→ Exercise instructions: Each line in the entries below that holds the string "lamp" is to be listed.

Natural-language object grounding data:
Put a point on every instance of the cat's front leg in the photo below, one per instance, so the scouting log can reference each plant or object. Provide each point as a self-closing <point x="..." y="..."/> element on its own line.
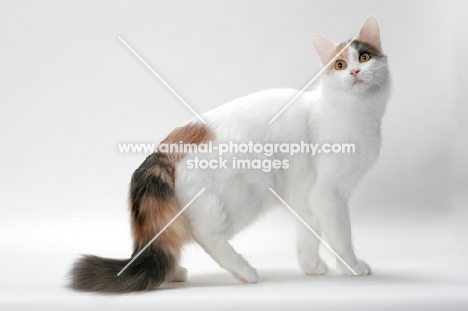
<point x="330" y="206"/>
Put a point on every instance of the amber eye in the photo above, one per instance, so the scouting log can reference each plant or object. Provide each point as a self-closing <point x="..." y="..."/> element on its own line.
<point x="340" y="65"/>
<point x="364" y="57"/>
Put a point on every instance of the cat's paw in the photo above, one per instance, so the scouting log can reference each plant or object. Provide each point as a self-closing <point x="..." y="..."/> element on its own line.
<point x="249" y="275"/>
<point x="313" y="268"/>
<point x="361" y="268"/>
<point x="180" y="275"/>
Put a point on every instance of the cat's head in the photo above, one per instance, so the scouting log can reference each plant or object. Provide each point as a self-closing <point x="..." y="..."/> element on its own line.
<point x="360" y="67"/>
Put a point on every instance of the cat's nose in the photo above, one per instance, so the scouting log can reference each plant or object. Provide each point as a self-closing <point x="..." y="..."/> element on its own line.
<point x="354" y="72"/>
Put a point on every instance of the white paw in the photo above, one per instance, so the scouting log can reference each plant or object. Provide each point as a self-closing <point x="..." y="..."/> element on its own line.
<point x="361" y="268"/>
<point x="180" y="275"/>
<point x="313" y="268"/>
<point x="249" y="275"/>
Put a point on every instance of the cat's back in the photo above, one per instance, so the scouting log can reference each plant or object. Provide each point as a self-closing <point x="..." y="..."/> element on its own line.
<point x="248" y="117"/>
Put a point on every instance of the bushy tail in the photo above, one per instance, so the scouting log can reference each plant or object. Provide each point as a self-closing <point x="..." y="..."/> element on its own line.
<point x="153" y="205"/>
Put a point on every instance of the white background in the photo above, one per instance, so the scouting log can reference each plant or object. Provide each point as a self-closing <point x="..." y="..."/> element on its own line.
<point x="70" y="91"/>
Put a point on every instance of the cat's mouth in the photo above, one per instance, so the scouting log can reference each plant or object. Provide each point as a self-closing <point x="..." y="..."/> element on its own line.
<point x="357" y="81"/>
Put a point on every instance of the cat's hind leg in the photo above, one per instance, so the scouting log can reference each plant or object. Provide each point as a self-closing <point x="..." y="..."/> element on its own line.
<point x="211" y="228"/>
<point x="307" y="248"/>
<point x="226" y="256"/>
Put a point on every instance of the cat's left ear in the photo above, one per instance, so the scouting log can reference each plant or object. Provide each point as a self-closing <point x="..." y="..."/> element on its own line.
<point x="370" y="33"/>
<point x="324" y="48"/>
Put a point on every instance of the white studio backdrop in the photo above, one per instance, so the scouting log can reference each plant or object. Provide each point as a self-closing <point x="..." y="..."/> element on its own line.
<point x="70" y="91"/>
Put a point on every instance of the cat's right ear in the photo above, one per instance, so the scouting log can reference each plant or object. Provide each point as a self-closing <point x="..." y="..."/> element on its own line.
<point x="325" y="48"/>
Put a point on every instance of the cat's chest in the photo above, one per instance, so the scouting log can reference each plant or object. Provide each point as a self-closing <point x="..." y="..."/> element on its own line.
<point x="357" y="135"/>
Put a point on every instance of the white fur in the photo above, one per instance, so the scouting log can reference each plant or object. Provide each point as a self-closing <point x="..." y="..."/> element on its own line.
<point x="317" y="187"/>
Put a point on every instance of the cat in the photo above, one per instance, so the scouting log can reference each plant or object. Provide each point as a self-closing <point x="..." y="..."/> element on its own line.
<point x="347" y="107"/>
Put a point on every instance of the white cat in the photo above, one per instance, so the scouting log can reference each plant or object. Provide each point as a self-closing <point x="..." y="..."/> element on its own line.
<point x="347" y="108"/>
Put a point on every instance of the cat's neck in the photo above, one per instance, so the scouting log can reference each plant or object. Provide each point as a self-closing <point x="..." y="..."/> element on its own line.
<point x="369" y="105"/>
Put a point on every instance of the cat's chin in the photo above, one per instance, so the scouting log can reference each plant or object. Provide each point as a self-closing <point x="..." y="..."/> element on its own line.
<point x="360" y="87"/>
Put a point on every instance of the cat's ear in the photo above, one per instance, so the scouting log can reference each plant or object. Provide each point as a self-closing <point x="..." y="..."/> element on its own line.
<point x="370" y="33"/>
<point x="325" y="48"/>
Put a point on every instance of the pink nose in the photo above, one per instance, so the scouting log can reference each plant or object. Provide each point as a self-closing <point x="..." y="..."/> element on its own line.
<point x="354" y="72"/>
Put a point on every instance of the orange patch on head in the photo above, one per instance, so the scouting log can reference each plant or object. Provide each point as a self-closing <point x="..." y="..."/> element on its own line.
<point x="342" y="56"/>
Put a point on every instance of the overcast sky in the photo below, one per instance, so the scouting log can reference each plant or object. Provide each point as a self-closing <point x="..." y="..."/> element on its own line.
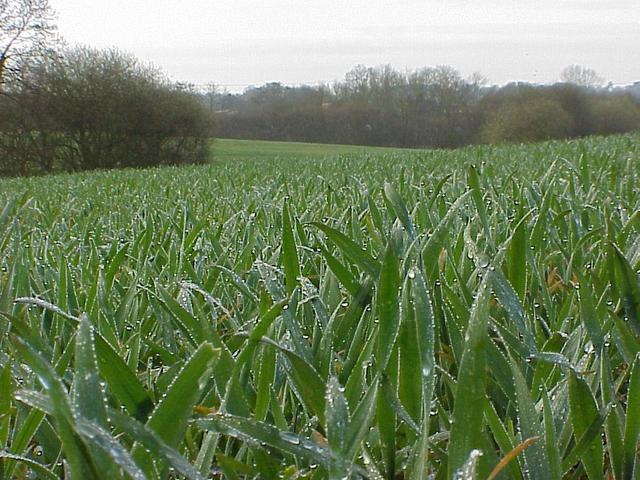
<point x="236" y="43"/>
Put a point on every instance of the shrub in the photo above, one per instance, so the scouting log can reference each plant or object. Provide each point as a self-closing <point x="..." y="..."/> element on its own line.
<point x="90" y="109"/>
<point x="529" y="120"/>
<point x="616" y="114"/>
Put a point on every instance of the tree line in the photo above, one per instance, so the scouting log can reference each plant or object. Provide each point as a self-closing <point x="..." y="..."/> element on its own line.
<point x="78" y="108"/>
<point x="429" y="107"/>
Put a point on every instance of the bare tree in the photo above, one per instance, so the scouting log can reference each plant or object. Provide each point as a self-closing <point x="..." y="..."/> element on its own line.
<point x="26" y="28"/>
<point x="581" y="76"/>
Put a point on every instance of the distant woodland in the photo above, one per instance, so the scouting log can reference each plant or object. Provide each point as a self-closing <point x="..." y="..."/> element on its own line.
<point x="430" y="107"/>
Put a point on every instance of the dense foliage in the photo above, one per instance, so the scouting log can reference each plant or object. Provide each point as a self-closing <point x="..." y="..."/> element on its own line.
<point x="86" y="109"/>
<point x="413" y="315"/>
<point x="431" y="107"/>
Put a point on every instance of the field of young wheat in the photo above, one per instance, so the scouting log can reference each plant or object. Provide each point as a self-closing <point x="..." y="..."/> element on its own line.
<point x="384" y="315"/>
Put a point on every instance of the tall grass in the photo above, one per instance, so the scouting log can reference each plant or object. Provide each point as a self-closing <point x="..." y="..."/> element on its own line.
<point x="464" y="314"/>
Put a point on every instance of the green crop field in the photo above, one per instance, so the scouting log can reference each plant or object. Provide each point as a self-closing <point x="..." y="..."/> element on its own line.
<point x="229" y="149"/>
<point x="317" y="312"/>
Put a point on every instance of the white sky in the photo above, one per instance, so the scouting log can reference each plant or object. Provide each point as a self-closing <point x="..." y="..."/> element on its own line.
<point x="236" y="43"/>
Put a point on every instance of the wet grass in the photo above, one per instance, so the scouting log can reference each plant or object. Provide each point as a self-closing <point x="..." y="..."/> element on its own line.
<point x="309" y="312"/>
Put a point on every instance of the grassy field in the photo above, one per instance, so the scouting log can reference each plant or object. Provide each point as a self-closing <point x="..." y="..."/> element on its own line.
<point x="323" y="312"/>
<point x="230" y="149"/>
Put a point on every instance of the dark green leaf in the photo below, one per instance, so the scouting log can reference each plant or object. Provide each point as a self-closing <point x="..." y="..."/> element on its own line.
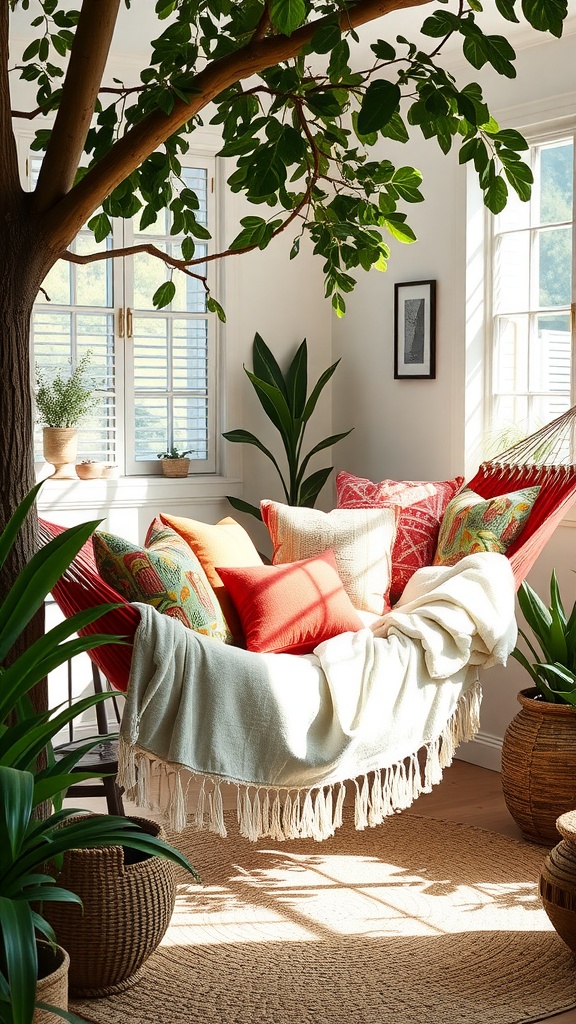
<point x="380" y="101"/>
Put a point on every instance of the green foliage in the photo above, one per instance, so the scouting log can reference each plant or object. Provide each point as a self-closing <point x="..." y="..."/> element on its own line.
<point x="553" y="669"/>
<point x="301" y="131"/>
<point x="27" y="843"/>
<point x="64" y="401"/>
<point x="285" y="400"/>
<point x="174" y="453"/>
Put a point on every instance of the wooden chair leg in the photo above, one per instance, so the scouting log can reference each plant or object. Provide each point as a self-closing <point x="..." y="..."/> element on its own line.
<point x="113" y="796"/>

--

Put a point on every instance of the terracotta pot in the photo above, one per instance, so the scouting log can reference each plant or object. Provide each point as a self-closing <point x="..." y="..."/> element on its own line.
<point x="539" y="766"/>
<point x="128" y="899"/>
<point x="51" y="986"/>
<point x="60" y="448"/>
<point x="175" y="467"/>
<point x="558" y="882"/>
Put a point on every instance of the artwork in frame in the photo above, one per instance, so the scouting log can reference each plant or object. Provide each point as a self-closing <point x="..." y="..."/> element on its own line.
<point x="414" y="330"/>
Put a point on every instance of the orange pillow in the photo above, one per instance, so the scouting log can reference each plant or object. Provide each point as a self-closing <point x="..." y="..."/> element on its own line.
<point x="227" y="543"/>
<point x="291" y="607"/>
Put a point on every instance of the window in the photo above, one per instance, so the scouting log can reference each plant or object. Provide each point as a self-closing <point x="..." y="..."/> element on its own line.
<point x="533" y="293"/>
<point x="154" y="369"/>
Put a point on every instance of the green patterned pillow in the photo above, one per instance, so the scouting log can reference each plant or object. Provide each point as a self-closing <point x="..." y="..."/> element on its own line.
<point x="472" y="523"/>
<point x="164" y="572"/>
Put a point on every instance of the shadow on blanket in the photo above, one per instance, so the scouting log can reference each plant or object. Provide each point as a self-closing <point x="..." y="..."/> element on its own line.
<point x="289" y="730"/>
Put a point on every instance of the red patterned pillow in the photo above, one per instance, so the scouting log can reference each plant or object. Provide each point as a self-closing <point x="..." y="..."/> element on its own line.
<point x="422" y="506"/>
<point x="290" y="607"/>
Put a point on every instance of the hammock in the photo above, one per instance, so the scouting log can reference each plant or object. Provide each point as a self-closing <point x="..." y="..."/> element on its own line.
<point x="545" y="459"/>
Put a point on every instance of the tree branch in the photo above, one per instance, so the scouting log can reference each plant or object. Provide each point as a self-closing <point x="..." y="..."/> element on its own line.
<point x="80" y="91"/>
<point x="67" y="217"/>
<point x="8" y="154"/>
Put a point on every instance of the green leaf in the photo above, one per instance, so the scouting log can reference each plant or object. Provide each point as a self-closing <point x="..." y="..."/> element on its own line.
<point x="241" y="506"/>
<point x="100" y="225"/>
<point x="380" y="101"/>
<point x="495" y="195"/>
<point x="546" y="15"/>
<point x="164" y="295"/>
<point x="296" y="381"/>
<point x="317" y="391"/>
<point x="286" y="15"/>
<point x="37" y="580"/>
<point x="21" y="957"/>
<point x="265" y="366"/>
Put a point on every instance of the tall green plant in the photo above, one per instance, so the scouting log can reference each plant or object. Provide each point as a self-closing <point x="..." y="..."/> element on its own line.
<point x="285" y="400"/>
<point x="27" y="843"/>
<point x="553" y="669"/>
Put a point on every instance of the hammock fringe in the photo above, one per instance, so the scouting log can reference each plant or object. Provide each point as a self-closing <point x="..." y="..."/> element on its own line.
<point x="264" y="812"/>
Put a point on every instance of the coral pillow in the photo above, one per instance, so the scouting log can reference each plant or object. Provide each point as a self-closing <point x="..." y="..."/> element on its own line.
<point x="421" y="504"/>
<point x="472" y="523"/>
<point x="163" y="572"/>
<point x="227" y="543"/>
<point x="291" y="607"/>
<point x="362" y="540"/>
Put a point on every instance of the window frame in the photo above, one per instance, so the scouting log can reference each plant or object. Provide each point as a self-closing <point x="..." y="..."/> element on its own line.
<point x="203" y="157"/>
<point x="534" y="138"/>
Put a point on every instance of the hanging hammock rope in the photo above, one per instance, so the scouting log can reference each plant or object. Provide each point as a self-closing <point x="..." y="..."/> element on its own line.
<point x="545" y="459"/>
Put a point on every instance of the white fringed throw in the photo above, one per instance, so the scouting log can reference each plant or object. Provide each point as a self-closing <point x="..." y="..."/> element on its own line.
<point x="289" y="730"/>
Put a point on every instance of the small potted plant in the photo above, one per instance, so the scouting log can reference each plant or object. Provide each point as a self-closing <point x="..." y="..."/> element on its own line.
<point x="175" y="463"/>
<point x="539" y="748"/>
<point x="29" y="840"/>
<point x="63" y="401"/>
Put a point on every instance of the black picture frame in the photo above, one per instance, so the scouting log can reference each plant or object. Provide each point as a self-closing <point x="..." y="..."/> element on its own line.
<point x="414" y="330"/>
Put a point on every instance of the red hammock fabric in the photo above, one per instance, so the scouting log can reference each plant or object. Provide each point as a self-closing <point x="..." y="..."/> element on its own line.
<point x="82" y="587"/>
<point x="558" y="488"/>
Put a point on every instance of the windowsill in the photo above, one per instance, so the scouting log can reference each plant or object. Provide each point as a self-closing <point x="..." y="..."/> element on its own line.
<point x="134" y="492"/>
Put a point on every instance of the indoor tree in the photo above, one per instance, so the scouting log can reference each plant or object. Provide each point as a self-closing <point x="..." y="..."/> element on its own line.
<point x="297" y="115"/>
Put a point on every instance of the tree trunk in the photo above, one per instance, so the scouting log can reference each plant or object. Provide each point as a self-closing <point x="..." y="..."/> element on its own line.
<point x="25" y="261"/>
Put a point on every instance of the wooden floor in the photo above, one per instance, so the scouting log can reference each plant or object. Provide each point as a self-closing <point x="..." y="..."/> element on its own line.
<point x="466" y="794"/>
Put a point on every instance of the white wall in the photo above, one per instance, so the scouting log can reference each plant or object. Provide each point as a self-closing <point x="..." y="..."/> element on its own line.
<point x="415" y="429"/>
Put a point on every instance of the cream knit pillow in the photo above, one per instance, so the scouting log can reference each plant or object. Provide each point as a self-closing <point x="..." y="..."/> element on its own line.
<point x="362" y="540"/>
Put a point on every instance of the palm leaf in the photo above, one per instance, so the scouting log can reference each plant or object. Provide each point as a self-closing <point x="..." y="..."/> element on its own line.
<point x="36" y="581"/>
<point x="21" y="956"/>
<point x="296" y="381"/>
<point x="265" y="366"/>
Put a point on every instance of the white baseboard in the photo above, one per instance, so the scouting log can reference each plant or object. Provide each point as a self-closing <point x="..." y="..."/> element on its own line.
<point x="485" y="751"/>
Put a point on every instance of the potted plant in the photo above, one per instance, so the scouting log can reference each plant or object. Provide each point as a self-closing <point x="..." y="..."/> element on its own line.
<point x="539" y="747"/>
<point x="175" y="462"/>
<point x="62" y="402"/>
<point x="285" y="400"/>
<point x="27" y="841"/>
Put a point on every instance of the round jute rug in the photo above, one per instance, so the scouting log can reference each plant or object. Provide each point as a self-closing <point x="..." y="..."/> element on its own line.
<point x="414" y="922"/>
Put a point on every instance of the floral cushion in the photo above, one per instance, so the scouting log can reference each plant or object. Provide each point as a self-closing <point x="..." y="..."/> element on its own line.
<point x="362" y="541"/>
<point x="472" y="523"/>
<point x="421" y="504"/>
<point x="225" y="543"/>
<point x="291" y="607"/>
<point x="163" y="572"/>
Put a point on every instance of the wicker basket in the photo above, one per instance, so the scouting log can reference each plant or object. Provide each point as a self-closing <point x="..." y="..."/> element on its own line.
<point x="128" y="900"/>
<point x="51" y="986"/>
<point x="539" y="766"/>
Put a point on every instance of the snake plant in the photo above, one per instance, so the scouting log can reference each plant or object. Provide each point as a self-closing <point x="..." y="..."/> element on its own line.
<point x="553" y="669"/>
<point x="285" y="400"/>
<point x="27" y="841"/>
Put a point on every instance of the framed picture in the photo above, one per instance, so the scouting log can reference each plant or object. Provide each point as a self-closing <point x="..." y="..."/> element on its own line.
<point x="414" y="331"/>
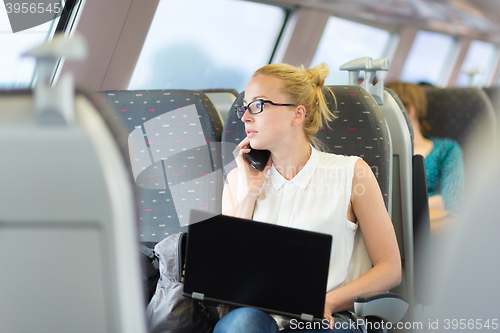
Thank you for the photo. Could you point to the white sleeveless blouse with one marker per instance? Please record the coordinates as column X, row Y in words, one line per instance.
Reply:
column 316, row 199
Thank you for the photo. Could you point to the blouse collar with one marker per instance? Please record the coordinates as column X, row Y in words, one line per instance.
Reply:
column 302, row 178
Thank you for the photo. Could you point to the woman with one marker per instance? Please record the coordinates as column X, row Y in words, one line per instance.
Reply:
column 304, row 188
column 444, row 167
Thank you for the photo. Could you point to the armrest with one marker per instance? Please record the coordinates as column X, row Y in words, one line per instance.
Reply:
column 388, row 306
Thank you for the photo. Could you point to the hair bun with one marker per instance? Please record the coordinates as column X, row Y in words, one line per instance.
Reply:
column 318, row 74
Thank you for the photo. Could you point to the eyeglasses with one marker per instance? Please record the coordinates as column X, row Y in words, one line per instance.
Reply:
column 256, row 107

* * *

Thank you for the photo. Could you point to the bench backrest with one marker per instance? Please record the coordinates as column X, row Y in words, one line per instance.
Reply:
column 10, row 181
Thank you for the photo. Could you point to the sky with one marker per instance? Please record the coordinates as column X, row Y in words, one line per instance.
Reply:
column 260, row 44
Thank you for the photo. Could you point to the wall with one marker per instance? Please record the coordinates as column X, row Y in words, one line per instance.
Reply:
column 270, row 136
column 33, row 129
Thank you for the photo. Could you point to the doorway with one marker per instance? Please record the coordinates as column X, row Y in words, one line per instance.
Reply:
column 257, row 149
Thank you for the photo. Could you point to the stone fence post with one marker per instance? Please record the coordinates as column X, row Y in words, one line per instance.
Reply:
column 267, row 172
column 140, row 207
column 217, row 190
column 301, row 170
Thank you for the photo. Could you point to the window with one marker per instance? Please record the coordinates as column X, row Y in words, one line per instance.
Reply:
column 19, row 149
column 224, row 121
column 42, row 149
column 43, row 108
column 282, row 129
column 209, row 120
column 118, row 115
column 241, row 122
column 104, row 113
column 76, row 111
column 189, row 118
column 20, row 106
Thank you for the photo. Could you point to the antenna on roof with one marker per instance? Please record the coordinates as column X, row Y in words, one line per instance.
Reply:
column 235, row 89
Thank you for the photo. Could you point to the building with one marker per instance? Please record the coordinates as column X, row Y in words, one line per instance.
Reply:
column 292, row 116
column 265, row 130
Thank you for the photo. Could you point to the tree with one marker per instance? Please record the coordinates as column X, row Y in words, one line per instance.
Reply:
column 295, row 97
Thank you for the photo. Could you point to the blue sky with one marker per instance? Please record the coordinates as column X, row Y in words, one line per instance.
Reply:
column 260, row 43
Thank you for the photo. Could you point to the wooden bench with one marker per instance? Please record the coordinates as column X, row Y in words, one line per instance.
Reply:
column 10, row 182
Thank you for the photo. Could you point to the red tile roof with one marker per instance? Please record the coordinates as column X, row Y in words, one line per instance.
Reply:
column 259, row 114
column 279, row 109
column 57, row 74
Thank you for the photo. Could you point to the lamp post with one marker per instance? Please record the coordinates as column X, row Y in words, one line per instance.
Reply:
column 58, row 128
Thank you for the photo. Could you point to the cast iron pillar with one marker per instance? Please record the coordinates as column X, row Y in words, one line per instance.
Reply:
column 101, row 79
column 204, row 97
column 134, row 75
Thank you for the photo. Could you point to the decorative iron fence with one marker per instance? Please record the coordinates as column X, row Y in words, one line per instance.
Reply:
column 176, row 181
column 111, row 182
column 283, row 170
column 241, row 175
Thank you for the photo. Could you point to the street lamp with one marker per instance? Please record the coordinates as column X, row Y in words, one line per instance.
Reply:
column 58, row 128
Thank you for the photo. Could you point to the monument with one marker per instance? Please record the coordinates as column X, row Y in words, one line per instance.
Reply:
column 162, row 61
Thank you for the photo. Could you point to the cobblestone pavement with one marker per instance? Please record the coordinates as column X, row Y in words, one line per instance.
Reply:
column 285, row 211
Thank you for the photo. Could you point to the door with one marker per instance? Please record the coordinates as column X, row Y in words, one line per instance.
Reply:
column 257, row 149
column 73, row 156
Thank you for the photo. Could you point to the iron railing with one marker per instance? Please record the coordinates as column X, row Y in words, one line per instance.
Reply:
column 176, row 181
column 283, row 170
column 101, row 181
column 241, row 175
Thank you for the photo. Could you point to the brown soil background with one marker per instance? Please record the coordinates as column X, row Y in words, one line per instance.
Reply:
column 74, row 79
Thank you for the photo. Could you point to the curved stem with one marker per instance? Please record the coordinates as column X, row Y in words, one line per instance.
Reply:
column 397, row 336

→ Response:
Thank you for the photo. Could you point to the lamp post with one marker per instance? Please record the coordinates as column X, row Y in words, one line per instance.
Thank you for the photo. Could you point to the street lamp with one marker per instance? Please record the coordinates as column X, row Y in words, one line per instance.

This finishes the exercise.